DESCRIPTION OF THE TASK.
Return every line of the stored data below that contains the string "rough". Case counts.

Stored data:
★ ★ ★ ★ ★ ★ ★

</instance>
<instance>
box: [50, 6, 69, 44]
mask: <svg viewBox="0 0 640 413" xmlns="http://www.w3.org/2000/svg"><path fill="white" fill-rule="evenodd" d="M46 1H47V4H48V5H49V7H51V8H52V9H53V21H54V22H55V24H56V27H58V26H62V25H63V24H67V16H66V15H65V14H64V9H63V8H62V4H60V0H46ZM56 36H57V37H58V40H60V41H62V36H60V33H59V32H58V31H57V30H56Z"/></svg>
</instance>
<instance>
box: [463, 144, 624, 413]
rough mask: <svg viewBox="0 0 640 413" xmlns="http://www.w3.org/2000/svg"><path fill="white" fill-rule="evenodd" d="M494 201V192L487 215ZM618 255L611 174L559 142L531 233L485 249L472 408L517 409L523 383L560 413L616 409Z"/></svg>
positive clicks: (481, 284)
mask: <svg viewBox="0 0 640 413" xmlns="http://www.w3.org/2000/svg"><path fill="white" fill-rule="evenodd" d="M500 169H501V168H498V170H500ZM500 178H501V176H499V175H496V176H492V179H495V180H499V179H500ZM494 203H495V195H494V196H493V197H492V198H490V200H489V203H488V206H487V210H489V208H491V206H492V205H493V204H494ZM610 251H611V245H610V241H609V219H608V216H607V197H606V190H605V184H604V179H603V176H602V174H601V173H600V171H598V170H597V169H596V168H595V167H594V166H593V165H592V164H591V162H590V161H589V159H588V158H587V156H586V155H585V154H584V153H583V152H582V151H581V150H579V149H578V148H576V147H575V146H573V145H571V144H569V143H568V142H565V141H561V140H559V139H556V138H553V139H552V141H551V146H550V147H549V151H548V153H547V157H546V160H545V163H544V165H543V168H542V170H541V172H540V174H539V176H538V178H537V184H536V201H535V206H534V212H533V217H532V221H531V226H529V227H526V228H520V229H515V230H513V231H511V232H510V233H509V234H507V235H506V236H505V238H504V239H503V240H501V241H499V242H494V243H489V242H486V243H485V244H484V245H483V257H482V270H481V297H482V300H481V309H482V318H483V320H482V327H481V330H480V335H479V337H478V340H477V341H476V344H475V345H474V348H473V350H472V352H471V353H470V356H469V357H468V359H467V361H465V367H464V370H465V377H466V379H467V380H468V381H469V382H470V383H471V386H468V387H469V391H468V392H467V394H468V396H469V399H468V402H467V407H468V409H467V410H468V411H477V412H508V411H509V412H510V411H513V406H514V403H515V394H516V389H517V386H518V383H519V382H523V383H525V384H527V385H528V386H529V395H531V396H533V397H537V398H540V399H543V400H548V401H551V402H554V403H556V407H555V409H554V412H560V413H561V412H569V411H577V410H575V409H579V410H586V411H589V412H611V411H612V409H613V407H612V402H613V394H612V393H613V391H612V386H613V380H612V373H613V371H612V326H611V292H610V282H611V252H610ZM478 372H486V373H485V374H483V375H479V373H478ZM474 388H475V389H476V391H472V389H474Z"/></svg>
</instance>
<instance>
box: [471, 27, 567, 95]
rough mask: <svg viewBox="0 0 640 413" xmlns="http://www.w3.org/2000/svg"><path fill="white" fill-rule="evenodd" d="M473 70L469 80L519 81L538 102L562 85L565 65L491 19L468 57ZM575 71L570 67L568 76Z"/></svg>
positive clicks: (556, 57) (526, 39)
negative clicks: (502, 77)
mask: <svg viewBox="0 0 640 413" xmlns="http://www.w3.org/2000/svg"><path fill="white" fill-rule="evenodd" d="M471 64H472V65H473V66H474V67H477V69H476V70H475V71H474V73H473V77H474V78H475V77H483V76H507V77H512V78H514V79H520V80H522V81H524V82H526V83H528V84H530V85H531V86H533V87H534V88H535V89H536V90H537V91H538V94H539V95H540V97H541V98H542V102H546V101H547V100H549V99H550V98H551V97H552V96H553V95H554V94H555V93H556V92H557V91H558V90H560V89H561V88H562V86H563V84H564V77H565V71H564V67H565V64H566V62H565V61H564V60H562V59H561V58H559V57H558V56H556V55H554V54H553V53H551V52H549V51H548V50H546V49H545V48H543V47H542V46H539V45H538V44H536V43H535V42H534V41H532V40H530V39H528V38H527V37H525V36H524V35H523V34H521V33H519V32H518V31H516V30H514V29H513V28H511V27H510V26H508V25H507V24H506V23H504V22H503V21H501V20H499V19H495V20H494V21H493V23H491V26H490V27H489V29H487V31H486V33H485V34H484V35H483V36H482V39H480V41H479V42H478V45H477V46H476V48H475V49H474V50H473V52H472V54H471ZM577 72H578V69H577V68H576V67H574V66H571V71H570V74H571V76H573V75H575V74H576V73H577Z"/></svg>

★ ★ ★ ★ ★ ★ ★

ANSWER BOX.
rough mask: <svg viewBox="0 0 640 413" xmlns="http://www.w3.org/2000/svg"><path fill="white" fill-rule="evenodd" d="M494 201V192L487 215ZM618 255L611 174L559 142L531 233L485 249L472 408L517 409L523 383L560 413L616 409Z"/></svg>
rough mask: <svg viewBox="0 0 640 413" xmlns="http://www.w3.org/2000/svg"><path fill="white" fill-rule="evenodd" d="M473 70L469 80L519 81L538 102L562 85L565 65L491 19L468 57ZM575 71L570 67L568 76Z"/></svg>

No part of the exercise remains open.